What you should do. Please output the section of the listing below that opens with the line containing "cat's face, a" and closes with the line containing "Query: cat's face", exactly and with nothing else.

****************************************

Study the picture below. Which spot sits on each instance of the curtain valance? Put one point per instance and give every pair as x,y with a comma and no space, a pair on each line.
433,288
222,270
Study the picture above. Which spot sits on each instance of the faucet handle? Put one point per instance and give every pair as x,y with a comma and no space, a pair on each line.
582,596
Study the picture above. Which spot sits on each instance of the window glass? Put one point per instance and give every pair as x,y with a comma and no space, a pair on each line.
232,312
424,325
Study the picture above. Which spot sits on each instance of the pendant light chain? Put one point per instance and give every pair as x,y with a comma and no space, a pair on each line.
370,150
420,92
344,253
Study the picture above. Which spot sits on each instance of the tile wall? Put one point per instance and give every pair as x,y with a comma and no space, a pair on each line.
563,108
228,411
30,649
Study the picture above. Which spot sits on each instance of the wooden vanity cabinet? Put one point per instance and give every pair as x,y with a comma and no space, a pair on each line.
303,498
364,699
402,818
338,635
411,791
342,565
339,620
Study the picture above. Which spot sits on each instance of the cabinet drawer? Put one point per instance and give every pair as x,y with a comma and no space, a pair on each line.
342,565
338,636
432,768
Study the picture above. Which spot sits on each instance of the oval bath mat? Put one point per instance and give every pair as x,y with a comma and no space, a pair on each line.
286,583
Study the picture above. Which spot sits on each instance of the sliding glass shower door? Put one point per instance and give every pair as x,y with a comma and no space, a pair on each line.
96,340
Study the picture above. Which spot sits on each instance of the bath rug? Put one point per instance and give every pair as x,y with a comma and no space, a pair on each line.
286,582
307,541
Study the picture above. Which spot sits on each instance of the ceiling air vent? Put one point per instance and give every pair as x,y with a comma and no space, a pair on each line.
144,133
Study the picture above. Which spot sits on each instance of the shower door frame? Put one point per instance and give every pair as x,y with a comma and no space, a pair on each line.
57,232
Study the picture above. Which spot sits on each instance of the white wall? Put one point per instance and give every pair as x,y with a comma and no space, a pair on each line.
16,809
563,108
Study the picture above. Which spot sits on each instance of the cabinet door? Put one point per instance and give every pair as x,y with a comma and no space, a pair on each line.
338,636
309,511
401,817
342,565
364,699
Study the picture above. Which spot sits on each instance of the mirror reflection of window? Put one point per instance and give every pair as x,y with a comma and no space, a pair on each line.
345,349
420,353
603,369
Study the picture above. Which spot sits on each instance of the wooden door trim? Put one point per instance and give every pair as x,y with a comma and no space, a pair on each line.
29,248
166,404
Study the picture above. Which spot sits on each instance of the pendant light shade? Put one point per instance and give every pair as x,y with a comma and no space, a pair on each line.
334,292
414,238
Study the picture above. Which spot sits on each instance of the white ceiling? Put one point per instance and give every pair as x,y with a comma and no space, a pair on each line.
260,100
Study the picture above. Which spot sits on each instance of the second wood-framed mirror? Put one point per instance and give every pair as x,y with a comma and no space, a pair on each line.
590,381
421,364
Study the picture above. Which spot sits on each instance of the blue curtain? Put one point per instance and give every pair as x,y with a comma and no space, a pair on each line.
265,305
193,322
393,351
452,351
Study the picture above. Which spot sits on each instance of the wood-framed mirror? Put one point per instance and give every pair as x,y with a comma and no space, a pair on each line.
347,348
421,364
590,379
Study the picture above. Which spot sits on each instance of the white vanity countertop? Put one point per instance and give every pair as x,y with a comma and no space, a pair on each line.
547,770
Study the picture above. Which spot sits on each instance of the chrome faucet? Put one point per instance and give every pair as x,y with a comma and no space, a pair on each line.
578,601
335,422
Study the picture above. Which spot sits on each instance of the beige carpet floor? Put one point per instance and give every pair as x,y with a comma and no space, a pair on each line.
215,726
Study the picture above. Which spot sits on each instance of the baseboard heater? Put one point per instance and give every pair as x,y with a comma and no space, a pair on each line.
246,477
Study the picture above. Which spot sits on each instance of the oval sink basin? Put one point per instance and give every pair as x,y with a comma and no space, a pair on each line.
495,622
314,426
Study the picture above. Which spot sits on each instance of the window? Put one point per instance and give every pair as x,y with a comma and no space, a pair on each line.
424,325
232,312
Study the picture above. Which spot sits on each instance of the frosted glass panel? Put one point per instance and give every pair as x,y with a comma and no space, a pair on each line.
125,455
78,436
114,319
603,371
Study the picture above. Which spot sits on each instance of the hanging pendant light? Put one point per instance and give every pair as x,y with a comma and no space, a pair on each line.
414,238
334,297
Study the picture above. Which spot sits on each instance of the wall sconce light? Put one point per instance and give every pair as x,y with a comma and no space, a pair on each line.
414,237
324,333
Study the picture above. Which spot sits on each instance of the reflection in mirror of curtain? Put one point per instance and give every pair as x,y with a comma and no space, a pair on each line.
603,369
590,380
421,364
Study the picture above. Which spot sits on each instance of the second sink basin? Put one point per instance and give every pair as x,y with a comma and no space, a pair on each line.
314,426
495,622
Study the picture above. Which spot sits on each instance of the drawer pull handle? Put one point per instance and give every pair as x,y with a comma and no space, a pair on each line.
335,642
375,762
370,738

****************************************

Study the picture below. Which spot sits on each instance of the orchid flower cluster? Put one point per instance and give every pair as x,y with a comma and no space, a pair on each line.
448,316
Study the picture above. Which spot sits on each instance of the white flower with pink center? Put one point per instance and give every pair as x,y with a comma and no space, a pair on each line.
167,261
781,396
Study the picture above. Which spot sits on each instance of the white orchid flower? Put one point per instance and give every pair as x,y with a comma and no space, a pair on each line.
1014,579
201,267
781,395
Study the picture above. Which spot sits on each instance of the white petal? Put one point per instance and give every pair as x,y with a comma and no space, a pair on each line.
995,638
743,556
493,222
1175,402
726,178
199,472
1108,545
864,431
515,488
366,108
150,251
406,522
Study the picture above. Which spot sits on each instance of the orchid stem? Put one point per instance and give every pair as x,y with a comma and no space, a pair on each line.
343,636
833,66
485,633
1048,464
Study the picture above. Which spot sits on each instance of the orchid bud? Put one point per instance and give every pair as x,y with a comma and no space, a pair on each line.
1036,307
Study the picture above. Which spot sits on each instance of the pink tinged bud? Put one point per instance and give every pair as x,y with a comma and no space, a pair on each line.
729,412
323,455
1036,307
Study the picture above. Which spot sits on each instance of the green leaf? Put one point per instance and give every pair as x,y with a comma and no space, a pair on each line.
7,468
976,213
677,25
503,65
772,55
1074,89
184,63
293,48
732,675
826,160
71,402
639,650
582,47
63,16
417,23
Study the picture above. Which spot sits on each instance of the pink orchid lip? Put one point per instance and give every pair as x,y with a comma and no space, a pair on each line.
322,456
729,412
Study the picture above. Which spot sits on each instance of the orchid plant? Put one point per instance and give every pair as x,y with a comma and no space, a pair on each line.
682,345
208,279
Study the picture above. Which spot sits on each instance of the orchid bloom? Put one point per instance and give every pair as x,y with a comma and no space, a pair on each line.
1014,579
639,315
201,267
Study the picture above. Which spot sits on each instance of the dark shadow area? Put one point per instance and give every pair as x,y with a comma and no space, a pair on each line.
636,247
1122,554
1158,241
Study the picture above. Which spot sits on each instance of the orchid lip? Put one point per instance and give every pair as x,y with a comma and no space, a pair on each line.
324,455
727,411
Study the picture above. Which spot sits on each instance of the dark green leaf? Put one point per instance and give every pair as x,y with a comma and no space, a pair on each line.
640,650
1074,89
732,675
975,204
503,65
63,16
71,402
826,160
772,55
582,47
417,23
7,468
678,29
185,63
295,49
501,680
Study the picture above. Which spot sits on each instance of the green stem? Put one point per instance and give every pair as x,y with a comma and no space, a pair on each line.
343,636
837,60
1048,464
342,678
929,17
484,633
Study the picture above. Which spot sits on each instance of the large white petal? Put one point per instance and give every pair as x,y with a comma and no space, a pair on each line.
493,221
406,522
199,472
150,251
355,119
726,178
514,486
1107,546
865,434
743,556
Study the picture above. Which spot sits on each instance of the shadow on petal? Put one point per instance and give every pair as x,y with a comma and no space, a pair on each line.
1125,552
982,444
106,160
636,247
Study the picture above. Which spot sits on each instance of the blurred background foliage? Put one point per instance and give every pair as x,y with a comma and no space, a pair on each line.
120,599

****************************************

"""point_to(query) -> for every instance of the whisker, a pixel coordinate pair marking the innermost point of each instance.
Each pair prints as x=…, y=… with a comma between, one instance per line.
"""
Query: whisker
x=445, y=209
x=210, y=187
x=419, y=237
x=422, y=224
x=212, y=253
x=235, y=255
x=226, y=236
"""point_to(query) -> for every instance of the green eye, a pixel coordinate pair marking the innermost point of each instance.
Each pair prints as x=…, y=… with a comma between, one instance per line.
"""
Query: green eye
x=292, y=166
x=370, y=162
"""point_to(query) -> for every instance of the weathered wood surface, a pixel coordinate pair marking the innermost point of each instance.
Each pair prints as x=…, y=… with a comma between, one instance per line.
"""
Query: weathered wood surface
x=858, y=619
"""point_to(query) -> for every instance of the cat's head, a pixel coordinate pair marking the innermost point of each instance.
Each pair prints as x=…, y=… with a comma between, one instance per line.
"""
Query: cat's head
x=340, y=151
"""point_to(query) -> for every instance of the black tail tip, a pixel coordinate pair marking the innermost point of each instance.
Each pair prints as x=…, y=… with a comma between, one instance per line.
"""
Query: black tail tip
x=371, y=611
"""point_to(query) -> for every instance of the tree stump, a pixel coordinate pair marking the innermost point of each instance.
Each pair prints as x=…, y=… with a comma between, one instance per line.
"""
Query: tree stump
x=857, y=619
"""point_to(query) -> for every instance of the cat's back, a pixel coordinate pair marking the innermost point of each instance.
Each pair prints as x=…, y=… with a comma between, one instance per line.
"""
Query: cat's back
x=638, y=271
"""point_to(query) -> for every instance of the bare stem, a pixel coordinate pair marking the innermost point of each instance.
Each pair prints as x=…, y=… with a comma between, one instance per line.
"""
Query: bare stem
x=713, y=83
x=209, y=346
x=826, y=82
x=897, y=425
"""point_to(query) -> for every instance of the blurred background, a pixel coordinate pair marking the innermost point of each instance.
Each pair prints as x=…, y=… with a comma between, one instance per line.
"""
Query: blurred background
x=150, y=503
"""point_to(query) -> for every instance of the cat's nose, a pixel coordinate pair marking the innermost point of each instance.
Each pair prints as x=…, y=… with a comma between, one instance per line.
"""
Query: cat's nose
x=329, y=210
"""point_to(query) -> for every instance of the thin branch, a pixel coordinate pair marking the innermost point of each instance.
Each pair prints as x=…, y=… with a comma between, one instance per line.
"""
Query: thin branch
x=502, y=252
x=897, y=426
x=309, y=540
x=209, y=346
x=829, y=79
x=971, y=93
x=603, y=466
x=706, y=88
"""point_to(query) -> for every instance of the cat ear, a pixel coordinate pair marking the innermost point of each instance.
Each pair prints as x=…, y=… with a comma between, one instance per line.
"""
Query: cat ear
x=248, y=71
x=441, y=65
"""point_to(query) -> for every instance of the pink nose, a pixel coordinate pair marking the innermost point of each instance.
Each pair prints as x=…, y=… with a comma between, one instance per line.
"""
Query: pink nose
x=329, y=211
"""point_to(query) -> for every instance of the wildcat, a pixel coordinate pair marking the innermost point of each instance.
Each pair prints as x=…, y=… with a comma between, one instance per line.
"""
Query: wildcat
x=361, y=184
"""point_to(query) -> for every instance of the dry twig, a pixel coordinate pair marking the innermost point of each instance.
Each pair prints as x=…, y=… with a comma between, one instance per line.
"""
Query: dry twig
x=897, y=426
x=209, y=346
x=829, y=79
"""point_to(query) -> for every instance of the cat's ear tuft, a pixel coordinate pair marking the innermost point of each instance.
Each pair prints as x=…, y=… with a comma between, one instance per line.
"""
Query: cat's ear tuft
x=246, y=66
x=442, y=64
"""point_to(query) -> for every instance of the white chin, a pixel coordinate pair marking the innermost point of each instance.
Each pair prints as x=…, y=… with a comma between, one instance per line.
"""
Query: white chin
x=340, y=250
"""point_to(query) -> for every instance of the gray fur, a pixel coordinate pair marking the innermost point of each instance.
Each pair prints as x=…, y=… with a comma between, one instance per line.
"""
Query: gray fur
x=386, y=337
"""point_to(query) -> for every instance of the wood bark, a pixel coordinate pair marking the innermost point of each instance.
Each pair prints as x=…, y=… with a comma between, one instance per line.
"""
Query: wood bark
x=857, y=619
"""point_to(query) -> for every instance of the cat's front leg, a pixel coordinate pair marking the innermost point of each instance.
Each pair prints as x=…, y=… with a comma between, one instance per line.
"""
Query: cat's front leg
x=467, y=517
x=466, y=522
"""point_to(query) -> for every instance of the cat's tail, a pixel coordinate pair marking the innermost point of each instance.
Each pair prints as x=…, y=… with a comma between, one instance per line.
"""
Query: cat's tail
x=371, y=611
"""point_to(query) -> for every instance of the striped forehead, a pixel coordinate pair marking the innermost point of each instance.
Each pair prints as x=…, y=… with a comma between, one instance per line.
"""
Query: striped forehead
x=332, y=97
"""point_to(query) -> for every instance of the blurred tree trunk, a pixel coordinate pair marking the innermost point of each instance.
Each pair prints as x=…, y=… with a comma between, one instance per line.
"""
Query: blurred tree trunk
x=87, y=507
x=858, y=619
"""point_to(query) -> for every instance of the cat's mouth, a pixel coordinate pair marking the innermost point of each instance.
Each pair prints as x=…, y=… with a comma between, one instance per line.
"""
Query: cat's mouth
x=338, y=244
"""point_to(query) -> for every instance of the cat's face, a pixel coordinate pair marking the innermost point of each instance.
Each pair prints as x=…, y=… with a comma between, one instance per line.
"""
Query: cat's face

****************************************

Exercise result.
"""point_to(query) -> for every instance of the cat's face, a pixel coordinate pair marking the innermost point of each instance.
Each pair prints as x=…, y=… with a comma between, one instance per line.
"""
Query: cat's face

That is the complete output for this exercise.